Source material
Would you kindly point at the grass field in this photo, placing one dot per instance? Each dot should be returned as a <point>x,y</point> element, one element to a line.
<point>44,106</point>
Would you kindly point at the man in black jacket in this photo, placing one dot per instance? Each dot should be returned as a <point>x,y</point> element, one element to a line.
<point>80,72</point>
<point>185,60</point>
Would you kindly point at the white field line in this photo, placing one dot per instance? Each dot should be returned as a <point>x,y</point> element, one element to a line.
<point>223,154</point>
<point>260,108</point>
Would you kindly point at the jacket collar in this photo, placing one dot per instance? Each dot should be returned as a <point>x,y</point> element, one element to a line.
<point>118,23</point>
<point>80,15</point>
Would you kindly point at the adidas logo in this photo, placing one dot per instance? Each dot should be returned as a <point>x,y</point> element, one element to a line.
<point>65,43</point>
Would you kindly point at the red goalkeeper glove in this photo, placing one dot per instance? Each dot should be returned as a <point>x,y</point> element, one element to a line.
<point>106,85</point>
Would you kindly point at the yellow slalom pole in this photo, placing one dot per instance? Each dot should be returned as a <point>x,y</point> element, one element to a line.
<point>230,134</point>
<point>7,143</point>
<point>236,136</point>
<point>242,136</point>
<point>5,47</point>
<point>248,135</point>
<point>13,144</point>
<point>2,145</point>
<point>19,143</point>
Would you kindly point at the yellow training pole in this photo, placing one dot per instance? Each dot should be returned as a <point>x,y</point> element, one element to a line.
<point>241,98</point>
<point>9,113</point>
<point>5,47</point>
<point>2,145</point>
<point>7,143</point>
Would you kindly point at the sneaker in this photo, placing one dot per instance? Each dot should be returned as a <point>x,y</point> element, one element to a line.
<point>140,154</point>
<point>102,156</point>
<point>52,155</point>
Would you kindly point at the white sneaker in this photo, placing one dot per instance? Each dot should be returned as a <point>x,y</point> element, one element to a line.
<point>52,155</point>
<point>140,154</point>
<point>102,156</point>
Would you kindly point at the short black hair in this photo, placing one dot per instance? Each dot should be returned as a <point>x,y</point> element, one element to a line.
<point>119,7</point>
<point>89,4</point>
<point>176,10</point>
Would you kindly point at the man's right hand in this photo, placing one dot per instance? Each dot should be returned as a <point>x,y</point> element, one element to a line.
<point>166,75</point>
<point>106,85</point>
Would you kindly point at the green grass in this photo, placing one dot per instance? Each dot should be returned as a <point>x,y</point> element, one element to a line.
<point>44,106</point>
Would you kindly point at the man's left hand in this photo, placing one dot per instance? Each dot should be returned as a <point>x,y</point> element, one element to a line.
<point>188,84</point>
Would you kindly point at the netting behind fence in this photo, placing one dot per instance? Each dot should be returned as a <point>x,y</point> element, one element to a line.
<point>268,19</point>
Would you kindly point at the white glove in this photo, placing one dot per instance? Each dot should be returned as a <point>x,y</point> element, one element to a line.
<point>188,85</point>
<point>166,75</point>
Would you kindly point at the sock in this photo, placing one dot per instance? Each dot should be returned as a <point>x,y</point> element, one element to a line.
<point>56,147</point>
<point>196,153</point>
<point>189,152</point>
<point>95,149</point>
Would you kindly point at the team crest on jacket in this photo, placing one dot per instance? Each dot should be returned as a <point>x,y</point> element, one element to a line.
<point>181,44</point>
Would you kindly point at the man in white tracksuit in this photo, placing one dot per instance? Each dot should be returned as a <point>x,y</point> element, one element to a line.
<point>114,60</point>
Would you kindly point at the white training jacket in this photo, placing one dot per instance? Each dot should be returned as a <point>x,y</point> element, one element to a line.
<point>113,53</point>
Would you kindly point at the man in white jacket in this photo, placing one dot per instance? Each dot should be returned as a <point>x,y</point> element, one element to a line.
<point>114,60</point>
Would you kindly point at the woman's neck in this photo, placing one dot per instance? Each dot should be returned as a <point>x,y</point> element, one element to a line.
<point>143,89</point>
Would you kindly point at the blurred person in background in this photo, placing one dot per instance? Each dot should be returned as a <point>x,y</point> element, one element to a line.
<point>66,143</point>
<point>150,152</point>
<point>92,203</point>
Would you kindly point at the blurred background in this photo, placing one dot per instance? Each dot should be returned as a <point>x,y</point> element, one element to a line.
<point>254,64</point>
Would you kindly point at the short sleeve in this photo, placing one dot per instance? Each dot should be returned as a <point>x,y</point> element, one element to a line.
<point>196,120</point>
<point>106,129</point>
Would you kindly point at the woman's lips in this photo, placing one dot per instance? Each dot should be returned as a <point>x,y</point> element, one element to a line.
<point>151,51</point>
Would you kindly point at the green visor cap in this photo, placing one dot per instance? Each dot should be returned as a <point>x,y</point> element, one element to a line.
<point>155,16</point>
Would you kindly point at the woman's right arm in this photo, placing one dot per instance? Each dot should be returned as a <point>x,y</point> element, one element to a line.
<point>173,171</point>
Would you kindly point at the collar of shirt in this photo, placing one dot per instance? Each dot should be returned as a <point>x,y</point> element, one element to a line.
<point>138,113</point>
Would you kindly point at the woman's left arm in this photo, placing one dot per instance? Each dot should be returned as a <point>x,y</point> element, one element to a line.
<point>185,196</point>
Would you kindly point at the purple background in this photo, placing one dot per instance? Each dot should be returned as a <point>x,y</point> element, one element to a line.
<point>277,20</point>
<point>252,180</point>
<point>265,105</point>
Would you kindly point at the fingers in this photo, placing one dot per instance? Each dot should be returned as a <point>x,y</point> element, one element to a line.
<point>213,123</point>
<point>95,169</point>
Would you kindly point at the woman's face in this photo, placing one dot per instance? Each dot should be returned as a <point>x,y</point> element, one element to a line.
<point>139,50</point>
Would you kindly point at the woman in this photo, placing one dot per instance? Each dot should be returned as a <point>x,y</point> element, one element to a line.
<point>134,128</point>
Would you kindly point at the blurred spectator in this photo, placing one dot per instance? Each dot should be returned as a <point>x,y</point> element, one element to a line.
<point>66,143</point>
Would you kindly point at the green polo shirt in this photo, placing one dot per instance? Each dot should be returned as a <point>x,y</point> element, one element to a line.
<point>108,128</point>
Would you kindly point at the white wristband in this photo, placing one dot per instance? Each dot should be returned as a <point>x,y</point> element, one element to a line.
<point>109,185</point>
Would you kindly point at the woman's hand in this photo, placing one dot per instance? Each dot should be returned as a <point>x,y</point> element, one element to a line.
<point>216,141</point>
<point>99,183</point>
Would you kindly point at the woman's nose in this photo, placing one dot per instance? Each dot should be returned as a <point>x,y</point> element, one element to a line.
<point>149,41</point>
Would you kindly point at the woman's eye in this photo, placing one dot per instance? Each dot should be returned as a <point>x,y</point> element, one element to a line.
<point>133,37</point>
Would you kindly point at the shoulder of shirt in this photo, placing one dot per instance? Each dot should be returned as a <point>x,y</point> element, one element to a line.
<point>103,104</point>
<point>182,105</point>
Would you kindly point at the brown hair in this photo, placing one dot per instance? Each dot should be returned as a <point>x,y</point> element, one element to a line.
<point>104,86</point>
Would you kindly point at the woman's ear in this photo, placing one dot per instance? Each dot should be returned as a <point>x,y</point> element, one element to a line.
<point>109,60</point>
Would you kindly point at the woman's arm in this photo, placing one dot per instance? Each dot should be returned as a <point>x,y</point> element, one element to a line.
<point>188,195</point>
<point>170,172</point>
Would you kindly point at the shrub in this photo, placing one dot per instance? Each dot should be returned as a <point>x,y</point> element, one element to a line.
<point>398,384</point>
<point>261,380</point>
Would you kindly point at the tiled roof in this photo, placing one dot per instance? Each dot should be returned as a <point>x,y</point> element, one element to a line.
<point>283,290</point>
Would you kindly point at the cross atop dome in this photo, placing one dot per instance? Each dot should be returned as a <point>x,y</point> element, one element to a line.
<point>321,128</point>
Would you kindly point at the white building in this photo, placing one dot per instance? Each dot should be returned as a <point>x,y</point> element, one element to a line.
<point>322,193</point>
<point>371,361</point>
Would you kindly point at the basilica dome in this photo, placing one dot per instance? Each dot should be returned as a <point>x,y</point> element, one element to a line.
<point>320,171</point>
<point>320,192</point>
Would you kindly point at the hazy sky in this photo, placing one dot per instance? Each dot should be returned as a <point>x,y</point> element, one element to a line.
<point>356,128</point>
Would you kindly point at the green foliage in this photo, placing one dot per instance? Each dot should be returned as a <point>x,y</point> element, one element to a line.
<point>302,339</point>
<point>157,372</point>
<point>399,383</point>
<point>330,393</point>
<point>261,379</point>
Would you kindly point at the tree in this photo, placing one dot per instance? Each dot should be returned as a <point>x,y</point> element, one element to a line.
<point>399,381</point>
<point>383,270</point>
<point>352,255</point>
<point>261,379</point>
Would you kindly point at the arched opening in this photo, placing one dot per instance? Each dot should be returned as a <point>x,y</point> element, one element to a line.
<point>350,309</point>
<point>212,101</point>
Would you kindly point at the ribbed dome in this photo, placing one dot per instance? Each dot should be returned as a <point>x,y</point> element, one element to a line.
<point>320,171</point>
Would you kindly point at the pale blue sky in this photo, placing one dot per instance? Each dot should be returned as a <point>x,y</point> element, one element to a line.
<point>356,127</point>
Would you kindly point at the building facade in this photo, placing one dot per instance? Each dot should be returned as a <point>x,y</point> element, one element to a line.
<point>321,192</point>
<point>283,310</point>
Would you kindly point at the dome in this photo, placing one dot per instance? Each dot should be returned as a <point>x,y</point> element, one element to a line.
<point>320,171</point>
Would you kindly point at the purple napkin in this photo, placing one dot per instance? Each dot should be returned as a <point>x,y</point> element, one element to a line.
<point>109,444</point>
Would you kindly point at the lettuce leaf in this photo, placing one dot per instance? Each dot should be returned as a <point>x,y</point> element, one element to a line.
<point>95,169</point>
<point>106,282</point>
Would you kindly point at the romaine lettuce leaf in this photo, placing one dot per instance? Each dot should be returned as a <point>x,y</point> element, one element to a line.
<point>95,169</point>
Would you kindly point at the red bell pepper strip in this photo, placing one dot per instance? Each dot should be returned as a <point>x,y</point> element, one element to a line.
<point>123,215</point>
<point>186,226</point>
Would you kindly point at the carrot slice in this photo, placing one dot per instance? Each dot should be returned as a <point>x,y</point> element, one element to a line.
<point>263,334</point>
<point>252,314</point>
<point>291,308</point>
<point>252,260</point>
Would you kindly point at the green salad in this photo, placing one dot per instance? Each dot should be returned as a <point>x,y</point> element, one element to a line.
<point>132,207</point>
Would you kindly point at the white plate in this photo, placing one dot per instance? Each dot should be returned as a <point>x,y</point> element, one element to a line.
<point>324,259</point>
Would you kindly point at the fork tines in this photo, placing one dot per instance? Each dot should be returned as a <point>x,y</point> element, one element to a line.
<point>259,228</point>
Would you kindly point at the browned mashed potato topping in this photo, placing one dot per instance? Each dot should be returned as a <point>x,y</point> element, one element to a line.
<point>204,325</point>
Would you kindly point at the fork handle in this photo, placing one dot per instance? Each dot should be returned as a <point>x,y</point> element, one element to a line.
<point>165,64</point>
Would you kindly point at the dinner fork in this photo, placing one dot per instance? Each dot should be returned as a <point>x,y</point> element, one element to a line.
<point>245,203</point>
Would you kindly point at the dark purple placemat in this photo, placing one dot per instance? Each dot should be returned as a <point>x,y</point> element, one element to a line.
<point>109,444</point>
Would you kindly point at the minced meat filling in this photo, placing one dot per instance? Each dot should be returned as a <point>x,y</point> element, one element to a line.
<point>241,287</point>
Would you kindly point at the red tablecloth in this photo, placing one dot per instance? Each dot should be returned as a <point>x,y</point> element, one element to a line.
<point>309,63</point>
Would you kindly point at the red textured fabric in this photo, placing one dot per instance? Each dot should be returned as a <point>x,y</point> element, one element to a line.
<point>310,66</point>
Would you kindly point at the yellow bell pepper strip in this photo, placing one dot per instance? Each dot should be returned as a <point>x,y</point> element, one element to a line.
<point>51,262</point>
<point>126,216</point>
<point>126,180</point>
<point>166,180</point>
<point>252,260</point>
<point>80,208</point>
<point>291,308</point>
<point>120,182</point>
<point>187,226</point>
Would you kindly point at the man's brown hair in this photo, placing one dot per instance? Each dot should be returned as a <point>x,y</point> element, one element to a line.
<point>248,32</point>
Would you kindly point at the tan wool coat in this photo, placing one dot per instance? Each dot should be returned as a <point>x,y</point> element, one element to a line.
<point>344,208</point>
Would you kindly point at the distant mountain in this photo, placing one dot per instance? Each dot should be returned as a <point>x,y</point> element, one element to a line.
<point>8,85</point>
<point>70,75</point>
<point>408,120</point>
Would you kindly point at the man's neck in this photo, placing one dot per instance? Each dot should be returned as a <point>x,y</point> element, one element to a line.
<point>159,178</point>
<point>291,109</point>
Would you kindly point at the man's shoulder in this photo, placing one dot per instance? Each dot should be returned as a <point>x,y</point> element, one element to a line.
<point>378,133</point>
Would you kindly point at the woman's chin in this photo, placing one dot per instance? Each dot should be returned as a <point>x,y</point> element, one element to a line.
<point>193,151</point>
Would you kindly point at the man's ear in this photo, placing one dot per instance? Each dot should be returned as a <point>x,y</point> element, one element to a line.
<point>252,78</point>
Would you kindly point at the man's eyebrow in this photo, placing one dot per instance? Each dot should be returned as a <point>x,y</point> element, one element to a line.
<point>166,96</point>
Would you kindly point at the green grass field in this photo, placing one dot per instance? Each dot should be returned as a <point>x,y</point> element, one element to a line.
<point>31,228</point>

Aim of the task
Only these are to be transcribed: the line with "Would you kindly point at the tan" and every line after it through the last line of the entries, each exactly.

Task result
Would you kindly point at the tan wool coat in this photo, placing one dot per instance? Each dot should be returned as a <point>x,y</point> element, one element to a line.
<point>344,208</point>
Would you kindly point at the distant mountain in this photo, placing one dot per instance? Each dot should be returned as a <point>x,y</point> element, one element to a line.
<point>8,85</point>
<point>70,75</point>
<point>408,120</point>
Would you kindly point at the man's neck in this photo, placing one dot per instance? Each dot should be returned as a <point>x,y</point> element, one element to a line.
<point>159,178</point>
<point>291,109</point>
Would you kindly point at the man's shoulder in this photo, placing one dot per instance? Each dot should be returned as a <point>x,y</point> element, one element to a line.
<point>378,133</point>
Would you kindly point at the woman's chin in this photo, placing one dot per instance? Each dot should be returned as a <point>x,y</point> element, one element to a line.
<point>193,151</point>
Would you kindly point at the man's ear in this photo, placing one dot per instance? Each dot should be returned as a <point>x,y</point> element, one element to a line.
<point>252,78</point>
Would you kindly point at the man's eyebrow in this photo, placing one dot per instance? Each dot should be returned as a <point>x,y</point> element, one element to a line.
<point>166,96</point>
Would you kindly point at the green grass field in this photo, placing one dot per instance? Each dot should be returned as a <point>x,y</point> element, one element to a line.
<point>31,228</point>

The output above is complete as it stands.